■ Exercise description: Everything from the line containing "Please drop a marker on the bus" through the final line of the material is to be restated word for word, and only that.

■ Records for this task:
▼

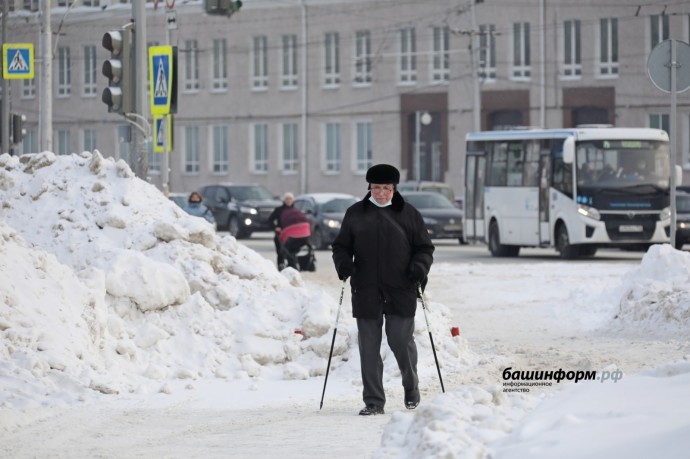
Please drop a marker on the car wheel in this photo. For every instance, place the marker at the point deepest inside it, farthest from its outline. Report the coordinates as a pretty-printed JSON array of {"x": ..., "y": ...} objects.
[
  {"x": 496, "y": 248},
  {"x": 565, "y": 249}
]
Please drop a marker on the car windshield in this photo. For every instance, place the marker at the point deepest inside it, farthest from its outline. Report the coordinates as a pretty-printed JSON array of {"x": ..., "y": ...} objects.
[
  {"x": 429, "y": 201},
  {"x": 337, "y": 205},
  {"x": 251, "y": 192}
]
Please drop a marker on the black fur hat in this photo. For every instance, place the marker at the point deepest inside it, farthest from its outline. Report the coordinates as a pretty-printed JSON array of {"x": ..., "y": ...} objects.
[{"x": 383, "y": 173}]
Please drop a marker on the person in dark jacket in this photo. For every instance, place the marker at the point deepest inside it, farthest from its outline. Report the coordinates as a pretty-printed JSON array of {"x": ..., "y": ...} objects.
[
  {"x": 385, "y": 250},
  {"x": 274, "y": 218}
]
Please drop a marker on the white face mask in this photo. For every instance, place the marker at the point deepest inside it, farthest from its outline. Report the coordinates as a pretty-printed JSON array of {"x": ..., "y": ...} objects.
[{"x": 371, "y": 198}]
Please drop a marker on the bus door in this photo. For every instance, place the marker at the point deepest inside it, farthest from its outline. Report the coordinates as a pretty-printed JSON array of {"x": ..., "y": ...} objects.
[
  {"x": 544, "y": 198},
  {"x": 475, "y": 165}
]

▲

■ Result of this exercise:
Please drop a marker on the bus door in this photo. For every instance, place the marker at the point deepest inside it, farthest from its outline. Report the coordinates as a pretty-printed JSON array of {"x": ..., "y": ...} objects.
[
  {"x": 544, "y": 198},
  {"x": 475, "y": 165}
]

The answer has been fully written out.